## STATED GOAL
Find every line below that contains the word "instance", and copy each of those lines.

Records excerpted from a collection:

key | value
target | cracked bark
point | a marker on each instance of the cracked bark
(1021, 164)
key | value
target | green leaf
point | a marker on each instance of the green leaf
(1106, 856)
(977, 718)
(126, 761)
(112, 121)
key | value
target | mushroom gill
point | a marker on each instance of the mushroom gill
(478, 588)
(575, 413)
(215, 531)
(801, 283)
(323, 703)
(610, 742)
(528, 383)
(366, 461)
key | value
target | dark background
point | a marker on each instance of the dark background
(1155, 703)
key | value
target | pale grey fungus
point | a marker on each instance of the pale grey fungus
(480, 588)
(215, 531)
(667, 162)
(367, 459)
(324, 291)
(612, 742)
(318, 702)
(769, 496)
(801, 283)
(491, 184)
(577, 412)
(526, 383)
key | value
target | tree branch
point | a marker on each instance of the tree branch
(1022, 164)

## COMPLETE RESPONSE
point | a marker on each instance of the cracked bark
point | a marker on each instance of the green leaf
point | a marker on each instance of the mushroom gill
point | a marker on each instance of the dark background
point | a marker on each instance of the pale grey fungus
point | a marker on each instance of the tree branch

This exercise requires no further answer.